Text passage ->

All Products
Search
Document Center

MaxCompute:Recommendations and management of materialized views

Last Updated:Dec 16, 2024

With continuous use of MaxCompute, you may perform repeated queries on MaxCompute tables by using the same computational logic. To reduce repeated computing, accelerate computing, and improve computing efficiency, MaxCompute provides the intelligent analysis feature on materialized views to help you analyze data and provide recommendations on how to create materialized views. This topic describes how to create a materialized view by using the intelligent analysis feature.

Limits

  • You can enable the intelligent analysis feature only for a single project. You cannot use the feature to perform cross-project or multi-project analysis and recommendation.

  • To accurately generate recommendations for creating a materialized view and view the recommendations on the Materialized View Recommendations tab, you must make sure that the following conditions are met after you enable the intelligent analysis feature:

    • Cycle tasks run for more than three consecutive days.

    • The number of rows of input data in the public subquery that is selected for creating a materialized view is greater than 1,000,000.

    • The public subquery includes operators that are related to data reorganization, such as join or aggregation operators.

  • The materialized view recommendations feature can be used only in the following regions: China (Hangzhou), China (Shanghai), China (Beijing), China (Zhangjiakou), China (Shenzhen), China (Chengdu), and Germany (Frankfurt).

Procedure

View recommendations of materialized views

On the Materialized View Recommendations tab, you can view the impact and recommendation details of beneficial jobs after a materialized view is created in a specific region. This helps you determine whether to adopt the recommendation.

  1. Log on to the MaxCompute console. In the top navigation bar, select a region.

  2. In the left-side navigation pane, choose Workspace > Materialized Views.

  3. On the Materialized Views page, click the Materialized View Recommendations tab.

  4. On the Materialized View Recommendations tab, configure the following parameters to check whether recommendations for creating materialized views are generated.

    Parameter

    Description

    Project Name

    Select a MaxCompute project from the drop-down list.

    Source Table Name

    Enter the name of a source table. Fuzzy match is supported. You can enter multiple table names. Separate the names with commas (,).

    Analyze Time Interval

    Select the start date and end date to obtain the public subqueries that are performed within the specified date range.

You can view the following information on the Materialized View Recommendations tab:

  • Impacts

    Item

    Description

    Estimated Number of Beneficial Jobs Per Day

    The estimated number of beneficial jobs each day after a recommended materialized view is created.

Requirements ->
1. List every region in which the MaxCompute materialized view page says the recommendations feature can be used.
2. Continue the MaxCompute materialized view page from the point where it stops.
The data after this page is separate material.

Information shown ->
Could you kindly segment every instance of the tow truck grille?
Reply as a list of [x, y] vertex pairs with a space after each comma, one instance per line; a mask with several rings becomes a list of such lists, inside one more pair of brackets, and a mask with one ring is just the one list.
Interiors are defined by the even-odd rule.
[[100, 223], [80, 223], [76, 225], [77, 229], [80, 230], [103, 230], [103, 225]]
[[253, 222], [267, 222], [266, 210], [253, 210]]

Answers below ->
1. China (Hangzhou), China (Shanghai), China (Beijing), China (Zhangjiakou), China (Shenzhen), China (Chengdu), and Germany (Frankfurt).

2.
    Current CU-hour Consumption and Percentage Per Day of Beneficial Jobs

    The ratio of the estimated compute unit (CU)-hours consumed by beneficial jobs per day after a recommended materialized view is created to the CU-hours consumed by all jobs per day. A greater percentage value indicates a larger impact.

    Current Computing Resource Consumption and Percentage Per Day of Beneficial Jobs

    The ratio of the estimated computing resources used (Amount of scanned data × Complexity) by beneficial jobs per day after a recommended materialized view is created to the computing resources used (Amount of scanned data × Complexity) by all jobs per day. A greater percentage value indicates a larger impact.

    Estimated Computing Resources Required for Creating All MVs

    Creating a recommended materialized view requires one-time resource consumption. When you create a materialized view and use pay-as-you-go computing resources to run the materialized view, computing costs are generated. You can estimate the computing costs based on the computing resources required (Amount of scanned data × Complexity).

  • Public subquery details

    Column

    Description

    MV Summary

    The summary of the public subquery.

    • Aggregate specifies whether the recommended subquery includes an aggregate operation.

    • Inputs specifies the names of all source tables used by a subquery.

    You can click the information in the MV Summary column to go to the Public Subquery Details panel and view the jobs in which the public subquery is frequently used and the SQL script of the public subquery. You can view the following information:

    • Public Subquery No.: the unique ID that is automatically generated in the backend. The ID is associated with a materialized view.

    • Public Subquery: the SQL script of the public subquery.

      • Click the image icon to expand the SQL script or view the SQL script in full screen.

      • Click the image icon to copy the SQL script.

      • Click the image icon to download the SQL script.

    • Original SQL List (Data in the Last 5 Days): displays only the original job instances that use the subquery in the previous five days. The following information about each job instance is displayed:

      • Instance ID: the ID of the original job instance that uses the subquery.

      • Submit Project Name: the name of the project in which the job instance runs.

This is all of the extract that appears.